**WHAT YOU WILL DO:**
Recast everything from the line containing "in white sun" down to and including the line containing "0,95,127,632" in the records below as a JSON list of strings, one string per line, leaving out blank lines.

-------------------------

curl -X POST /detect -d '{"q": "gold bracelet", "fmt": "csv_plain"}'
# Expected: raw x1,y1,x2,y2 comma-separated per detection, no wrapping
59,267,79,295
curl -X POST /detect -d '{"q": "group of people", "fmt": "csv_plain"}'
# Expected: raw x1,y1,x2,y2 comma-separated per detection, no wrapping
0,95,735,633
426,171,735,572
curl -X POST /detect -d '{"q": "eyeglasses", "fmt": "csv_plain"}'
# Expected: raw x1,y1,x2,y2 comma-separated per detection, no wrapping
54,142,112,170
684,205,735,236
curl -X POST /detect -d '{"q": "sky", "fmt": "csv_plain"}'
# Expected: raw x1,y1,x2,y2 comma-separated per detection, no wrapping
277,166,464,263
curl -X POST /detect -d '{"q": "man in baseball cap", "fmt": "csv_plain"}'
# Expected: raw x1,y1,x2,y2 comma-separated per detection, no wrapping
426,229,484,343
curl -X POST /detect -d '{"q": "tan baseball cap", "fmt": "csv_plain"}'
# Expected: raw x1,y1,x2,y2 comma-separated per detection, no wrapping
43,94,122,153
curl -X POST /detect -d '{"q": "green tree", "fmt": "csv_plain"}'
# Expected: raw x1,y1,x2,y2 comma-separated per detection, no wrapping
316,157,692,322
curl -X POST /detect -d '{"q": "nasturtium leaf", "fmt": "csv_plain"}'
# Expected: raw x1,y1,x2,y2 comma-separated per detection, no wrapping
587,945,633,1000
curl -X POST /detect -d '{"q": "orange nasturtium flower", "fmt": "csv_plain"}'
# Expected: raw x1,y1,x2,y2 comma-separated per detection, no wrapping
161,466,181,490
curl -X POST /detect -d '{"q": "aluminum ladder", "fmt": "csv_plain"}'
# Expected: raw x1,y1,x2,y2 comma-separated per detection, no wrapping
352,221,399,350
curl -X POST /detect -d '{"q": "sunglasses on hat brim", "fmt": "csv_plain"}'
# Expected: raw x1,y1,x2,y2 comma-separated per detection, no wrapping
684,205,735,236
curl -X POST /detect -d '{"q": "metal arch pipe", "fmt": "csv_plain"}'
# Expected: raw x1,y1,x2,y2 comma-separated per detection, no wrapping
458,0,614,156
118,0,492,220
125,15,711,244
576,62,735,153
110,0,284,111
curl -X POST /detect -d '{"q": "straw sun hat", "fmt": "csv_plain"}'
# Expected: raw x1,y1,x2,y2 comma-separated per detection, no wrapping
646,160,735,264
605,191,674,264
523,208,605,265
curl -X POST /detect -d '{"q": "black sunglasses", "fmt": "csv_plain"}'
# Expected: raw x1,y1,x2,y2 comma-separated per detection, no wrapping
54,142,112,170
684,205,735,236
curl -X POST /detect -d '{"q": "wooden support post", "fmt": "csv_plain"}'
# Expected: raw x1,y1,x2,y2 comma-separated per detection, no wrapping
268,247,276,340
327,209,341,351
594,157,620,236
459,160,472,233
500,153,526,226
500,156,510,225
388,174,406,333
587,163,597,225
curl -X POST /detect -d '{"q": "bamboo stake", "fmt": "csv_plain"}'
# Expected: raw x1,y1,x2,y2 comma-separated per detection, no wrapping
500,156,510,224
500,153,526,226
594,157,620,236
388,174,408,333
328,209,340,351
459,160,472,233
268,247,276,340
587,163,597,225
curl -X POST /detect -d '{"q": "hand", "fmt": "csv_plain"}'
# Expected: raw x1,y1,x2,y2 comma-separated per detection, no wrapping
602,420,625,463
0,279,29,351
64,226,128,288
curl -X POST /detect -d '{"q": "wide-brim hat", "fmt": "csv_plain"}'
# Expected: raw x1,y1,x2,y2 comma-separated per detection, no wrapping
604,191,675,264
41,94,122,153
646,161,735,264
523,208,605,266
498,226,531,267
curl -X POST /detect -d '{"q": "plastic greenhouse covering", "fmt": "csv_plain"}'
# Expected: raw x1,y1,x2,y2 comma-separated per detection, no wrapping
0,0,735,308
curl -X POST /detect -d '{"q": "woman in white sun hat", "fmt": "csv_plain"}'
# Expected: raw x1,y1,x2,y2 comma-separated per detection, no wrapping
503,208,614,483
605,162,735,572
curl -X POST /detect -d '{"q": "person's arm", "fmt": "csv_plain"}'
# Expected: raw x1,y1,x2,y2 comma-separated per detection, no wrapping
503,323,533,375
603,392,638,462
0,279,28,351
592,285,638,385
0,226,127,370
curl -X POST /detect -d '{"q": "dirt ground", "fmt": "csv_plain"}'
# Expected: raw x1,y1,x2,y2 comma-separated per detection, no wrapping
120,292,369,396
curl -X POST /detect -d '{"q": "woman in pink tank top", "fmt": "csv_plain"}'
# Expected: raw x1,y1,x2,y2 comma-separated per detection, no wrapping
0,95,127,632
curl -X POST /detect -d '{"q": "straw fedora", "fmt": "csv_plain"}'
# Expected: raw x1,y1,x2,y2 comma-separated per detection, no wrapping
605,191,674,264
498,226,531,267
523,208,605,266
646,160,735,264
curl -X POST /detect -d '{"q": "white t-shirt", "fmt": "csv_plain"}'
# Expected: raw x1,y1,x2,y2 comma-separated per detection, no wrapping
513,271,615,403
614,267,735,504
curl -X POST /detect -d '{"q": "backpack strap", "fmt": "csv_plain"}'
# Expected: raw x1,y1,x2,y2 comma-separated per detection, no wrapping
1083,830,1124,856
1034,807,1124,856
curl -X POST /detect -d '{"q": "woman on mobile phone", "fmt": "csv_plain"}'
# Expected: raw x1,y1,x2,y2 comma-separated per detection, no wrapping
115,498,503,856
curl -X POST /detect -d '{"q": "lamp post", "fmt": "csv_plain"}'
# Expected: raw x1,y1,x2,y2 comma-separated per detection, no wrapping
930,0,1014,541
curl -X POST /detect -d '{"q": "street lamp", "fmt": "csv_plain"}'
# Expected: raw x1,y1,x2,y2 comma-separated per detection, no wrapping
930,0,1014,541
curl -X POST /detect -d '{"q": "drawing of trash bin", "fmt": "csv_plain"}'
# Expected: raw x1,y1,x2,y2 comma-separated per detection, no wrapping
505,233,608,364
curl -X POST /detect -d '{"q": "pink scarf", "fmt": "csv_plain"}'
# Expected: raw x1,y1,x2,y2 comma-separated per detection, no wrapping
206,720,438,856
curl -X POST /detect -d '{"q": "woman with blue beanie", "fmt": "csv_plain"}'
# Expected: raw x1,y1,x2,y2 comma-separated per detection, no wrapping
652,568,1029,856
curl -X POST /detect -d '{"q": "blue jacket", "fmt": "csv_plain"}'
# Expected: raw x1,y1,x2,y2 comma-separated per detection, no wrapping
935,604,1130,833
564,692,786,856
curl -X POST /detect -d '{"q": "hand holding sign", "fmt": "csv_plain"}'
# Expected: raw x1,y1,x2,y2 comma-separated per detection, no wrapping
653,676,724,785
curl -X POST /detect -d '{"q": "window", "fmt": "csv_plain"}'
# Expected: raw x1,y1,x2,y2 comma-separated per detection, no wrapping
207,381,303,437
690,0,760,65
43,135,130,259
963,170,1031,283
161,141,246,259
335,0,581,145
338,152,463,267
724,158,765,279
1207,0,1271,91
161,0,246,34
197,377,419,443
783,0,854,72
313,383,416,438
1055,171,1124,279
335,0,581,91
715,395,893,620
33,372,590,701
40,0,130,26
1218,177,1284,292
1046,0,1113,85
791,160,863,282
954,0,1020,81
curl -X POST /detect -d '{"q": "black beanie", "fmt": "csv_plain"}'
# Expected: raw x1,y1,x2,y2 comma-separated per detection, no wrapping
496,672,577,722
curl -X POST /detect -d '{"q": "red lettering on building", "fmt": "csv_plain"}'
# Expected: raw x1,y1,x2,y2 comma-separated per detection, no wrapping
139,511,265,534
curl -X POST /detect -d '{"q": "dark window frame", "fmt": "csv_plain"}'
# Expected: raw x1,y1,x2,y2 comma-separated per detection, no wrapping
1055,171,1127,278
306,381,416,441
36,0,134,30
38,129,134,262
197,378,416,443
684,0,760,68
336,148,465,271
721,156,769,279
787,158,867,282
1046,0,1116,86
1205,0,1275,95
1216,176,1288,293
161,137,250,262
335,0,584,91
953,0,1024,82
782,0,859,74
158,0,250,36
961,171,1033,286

-------------------------

**ANSWER TO THE EXERCISE:**
[
  "curl -X POST /detect -d '{\"q\": \"woman in white sun hat\", \"fmt\": \"csv_plain\"}'",
  "# Expected: raw x1,y1,x2,y2 comma-separated per detection, no wrapping",
  "503,208,614,483",
  "605,162,735,572",
  "curl -X POST /detect -d '{\"q\": \"person's arm\", \"fmt\": \"csv_plain\"}'",
  "# Expected: raw x1,y1,x2,y2 comma-separated per detection, no wrapping",
  "503,323,533,375",
  "603,392,638,462",
  "0,279,28,351",
  "592,285,638,385",
  "0,226,127,370",
  "curl -X POST /detect -d '{\"q\": \"dirt ground\", \"fmt\": \"csv_plain\"}'",
  "# Expected: raw x1,y1,x2,y2 comma-separated per detection, no wrapping",
  "120,292,369,396",
  "curl -X POST /detect -d '{\"q\": \"woman in pink tank top\", \"fmt\": \"csv_plain\"}'",
  "# Expected: raw x1,y1,x2,y2 comma-separated per detection, no wrapping",
  "0,95,127,632"
]